> _Task to complete_:
Please set down only the lines that run from the one containing "Target: green tree" to the end of the listing below, exactly as written.

══ Input data

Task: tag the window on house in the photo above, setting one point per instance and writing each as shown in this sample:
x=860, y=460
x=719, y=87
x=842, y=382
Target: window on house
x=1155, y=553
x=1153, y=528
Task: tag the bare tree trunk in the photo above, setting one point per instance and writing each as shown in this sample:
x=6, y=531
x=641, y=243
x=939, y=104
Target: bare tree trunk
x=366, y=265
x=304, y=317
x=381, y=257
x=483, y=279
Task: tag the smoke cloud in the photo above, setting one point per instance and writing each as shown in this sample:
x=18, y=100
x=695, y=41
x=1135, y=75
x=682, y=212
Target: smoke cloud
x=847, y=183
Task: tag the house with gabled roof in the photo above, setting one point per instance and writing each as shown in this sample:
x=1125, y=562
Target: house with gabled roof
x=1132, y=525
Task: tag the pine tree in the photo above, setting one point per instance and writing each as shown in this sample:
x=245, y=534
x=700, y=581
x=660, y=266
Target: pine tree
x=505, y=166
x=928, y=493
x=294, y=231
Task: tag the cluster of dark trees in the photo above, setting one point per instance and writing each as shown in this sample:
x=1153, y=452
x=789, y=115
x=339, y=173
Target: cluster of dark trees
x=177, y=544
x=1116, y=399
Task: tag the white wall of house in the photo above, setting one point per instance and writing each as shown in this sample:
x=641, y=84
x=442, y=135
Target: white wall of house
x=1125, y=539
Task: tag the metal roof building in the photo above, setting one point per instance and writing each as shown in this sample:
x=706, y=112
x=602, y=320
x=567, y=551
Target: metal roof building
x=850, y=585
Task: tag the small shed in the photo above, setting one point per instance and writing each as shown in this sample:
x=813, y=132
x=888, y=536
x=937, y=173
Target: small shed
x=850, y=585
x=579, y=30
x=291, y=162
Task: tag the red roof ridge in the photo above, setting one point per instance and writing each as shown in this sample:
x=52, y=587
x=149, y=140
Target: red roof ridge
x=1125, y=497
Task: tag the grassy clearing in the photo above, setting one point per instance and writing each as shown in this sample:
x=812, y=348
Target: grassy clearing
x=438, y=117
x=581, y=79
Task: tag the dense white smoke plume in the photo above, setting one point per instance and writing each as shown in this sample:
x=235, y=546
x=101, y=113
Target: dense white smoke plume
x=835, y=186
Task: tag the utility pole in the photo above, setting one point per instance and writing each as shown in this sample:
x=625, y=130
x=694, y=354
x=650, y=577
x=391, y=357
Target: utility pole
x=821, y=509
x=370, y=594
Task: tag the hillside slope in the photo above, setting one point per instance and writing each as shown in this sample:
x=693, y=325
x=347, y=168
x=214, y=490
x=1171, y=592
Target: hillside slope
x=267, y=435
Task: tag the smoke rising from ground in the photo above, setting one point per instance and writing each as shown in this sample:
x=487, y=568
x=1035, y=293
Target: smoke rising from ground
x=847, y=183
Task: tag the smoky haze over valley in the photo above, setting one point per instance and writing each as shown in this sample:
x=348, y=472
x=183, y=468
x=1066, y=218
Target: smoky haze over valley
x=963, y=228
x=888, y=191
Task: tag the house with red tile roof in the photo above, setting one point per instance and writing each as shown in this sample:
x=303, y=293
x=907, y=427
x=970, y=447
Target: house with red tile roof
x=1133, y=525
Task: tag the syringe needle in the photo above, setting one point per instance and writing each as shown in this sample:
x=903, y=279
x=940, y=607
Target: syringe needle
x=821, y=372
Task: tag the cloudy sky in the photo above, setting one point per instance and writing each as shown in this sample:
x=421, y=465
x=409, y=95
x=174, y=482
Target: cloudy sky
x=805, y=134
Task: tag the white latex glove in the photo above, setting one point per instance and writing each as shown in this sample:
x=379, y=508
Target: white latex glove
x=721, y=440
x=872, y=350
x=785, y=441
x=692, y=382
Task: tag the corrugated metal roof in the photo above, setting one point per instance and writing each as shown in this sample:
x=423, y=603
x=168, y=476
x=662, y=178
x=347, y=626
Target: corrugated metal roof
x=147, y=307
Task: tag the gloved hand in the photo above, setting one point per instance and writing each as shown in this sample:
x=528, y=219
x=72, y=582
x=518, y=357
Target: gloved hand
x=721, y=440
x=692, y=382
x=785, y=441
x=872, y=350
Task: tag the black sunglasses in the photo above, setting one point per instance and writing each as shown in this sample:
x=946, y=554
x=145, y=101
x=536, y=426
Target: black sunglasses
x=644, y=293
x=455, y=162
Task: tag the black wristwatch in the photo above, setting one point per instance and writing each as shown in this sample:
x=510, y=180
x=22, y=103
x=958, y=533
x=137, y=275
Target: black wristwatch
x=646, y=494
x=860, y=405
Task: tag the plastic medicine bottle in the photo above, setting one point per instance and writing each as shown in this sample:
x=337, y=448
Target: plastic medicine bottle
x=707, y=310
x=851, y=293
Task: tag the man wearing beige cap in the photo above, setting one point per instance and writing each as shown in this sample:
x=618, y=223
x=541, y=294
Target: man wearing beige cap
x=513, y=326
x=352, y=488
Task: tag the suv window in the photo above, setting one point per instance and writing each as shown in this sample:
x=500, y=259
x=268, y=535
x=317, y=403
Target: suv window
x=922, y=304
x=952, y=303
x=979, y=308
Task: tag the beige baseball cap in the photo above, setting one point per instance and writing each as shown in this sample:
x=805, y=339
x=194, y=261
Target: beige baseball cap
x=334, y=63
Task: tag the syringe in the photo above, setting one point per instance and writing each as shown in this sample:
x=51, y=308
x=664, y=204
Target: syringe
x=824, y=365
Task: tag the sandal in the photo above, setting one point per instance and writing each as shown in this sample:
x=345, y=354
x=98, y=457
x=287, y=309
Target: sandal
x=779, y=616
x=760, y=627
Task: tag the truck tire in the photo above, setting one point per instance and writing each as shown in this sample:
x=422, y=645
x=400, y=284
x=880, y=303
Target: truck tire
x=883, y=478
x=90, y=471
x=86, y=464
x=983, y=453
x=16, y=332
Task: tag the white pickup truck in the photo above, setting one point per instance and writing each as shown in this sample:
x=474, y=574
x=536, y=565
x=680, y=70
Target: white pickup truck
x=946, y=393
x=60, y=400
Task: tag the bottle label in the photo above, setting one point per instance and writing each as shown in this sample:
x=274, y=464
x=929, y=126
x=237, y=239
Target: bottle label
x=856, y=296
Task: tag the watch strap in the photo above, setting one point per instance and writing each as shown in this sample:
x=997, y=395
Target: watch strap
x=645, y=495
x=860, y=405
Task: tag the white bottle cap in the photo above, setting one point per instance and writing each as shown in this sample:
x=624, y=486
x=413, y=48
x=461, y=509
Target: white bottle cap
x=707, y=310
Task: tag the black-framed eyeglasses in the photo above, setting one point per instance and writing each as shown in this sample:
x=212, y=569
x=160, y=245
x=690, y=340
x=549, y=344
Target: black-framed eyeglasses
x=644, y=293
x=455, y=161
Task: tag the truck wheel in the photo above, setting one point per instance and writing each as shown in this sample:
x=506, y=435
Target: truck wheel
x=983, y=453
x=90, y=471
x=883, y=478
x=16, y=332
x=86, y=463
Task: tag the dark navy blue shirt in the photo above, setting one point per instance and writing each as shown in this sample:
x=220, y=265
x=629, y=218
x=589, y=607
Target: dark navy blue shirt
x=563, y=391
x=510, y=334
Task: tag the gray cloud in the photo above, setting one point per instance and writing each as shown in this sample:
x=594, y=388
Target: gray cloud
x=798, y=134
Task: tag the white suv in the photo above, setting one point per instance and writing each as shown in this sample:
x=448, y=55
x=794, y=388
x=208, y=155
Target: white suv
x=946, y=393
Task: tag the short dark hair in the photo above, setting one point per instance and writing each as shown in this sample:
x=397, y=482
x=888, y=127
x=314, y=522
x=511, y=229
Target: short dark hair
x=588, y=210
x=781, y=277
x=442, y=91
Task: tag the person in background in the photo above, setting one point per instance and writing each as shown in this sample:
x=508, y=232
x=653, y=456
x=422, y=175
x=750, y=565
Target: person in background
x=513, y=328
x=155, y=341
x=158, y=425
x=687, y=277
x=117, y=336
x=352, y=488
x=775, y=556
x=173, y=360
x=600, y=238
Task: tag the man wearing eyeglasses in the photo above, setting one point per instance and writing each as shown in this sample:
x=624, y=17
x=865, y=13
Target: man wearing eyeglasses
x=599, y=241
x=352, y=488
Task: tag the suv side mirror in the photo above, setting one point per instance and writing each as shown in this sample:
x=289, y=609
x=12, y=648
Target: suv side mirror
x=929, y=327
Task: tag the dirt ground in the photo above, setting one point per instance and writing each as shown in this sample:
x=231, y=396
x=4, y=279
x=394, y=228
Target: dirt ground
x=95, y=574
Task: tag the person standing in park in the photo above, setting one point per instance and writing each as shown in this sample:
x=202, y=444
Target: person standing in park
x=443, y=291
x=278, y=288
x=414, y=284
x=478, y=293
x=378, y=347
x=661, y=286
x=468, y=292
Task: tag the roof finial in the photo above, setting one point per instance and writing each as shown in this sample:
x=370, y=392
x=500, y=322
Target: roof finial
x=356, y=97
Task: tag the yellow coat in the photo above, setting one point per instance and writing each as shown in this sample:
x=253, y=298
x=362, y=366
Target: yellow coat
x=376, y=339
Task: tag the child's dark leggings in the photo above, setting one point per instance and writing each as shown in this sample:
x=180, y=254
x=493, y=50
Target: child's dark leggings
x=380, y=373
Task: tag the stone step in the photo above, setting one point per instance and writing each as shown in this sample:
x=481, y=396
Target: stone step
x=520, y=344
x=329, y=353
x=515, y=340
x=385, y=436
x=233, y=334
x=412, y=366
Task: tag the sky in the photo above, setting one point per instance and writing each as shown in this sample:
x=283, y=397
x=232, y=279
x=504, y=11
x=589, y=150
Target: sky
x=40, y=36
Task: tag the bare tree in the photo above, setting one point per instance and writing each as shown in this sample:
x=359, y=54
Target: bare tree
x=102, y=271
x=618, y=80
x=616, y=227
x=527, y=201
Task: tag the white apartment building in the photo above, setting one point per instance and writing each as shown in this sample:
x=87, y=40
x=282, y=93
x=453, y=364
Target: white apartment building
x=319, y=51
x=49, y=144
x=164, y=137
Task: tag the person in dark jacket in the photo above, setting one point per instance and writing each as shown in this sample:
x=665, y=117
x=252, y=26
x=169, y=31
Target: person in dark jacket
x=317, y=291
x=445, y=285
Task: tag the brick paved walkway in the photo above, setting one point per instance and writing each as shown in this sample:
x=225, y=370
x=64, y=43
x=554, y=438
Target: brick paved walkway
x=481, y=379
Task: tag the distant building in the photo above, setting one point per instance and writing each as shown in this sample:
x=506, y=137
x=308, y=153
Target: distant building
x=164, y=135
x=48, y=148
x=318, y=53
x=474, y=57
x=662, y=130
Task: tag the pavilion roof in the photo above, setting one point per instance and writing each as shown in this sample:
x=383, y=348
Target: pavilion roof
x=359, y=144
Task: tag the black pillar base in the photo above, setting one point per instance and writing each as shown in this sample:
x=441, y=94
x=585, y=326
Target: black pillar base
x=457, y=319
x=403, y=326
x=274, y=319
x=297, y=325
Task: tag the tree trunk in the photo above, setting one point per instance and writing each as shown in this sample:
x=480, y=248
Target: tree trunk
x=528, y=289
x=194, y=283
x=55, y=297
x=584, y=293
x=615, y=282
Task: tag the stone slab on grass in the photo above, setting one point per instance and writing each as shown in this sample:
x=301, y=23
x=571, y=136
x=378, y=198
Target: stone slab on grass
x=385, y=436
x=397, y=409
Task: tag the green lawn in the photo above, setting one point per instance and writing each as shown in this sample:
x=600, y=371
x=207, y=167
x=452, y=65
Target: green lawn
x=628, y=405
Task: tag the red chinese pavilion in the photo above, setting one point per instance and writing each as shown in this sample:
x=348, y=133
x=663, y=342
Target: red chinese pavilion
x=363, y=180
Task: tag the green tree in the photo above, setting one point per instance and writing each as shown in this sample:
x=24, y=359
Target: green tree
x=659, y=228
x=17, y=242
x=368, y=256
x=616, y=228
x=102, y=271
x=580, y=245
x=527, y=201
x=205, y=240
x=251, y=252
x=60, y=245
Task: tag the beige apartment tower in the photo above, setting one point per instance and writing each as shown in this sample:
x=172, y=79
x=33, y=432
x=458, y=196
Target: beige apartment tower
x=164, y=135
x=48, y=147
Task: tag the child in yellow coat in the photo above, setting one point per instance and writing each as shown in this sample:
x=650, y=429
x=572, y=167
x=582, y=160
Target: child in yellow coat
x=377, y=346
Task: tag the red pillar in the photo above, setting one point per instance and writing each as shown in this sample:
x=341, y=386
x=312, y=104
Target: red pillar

════

> _Solution for this problem_:
Target: green tree
x=659, y=228
x=17, y=242
x=368, y=256
x=616, y=228
x=102, y=271
x=580, y=245
x=527, y=201
x=205, y=240
x=251, y=252
x=60, y=245
Task: tag the beige apartment tower in the photo above, setting one point per instance and writing each as shown in this sample:
x=172, y=79
x=33, y=432
x=458, y=196
Target: beige apartment tower
x=164, y=135
x=48, y=147
Task: tag the child in yellow coat in the photo above, setting one point per instance and writing each as shown in this sample:
x=650, y=429
x=572, y=167
x=582, y=160
Target: child in yellow coat
x=377, y=346
Task: tag the red pillar in the photo above, setting one point per instance and writing each as shown in this sample:
x=341, y=386
x=312, y=104
Target: red pillar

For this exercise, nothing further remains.